Request - Rewrite all of the records with "wooden handrail" changed to "wood banister" and nothing else altered. Omit the pictures from your answer.

Excerpted records -
[Start]
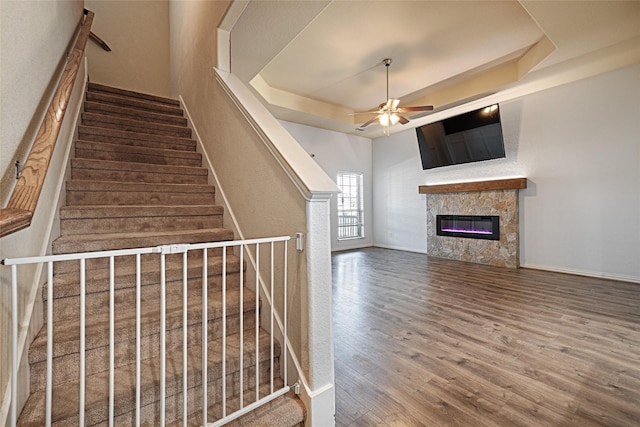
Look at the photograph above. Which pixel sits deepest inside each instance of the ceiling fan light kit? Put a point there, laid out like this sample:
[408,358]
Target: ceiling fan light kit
[388,113]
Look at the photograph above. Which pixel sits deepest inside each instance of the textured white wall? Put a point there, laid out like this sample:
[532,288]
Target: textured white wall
[579,147]
[337,152]
[137,31]
[34,39]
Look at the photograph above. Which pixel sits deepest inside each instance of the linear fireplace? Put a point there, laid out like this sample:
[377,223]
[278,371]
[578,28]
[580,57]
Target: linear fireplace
[468,226]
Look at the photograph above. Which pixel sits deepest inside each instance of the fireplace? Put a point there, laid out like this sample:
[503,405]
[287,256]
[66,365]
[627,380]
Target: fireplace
[468,226]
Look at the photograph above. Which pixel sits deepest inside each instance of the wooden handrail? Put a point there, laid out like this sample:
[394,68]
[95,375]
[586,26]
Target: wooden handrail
[22,204]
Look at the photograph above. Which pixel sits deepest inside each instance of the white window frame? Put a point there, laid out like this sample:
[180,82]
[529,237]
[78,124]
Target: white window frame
[350,205]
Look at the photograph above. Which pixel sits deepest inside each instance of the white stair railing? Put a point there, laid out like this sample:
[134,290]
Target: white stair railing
[273,292]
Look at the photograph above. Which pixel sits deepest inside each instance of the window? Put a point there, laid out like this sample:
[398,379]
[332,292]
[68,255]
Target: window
[350,206]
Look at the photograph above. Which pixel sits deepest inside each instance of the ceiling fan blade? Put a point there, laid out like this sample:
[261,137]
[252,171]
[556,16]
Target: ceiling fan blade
[364,112]
[370,121]
[416,108]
[End]
Exercise answer -
Look at the photograph above. Which pixel sits deepest inside each instance of the ceiling fan light kit? Put a point there, laid out like this sample:
[408,358]
Target: ceiling fan light kit
[388,113]
Look at the photograph above. Which pixel sits deepest inside each instance of the textured white wall? Put a point there, laid out like this sample:
[532,288]
Target: textured white wall
[579,147]
[337,152]
[137,31]
[34,39]
Look at the photograph above. Which pixel sits deepest inside each instance of the linear fireplace? Put a point there, laid out like this sample:
[377,223]
[278,371]
[578,28]
[580,57]
Target: linear fireplace
[468,226]
Look at the photograph above. Which pixel sits deepest inside each instance of the fireplace? Put a point there, laid out like this sample:
[503,405]
[287,256]
[66,365]
[627,380]
Target: fireplace
[468,226]
Look at the photograph above. Which pixel sits deepest inside each instance of the wood banister? Put a point there, laid out like this sample:
[394,68]
[95,375]
[586,26]
Target: wood banister
[22,204]
Look at the photograph above. Which pixel sits deepest inside each instance of the white window frame? Put a point there, laid out like this sample:
[180,82]
[529,237]
[78,124]
Target: white window frame
[350,205]
Look at the photograph above. Which pixel sits deepest inside each instance of the white stair railing? Put a point there, laid out like this sample:
[134,290]
Target: white stair railing
[273,292]
Look at the photograph above. Which pixel sits deepest inside each instance of the window? Put a point there, laid out like this sample:
[398,379]
[332,292]
[68,255]
Target: window
[350,206]
Look at the photograph above. Which pixel sits deepest inside each instance of the ceiling fan blade? Put a point there, laid out like this sample:
[261,137]
[252,171]
[556,16]
Target: ceiling fan blade
[364,112]
[370,121]
[416,108]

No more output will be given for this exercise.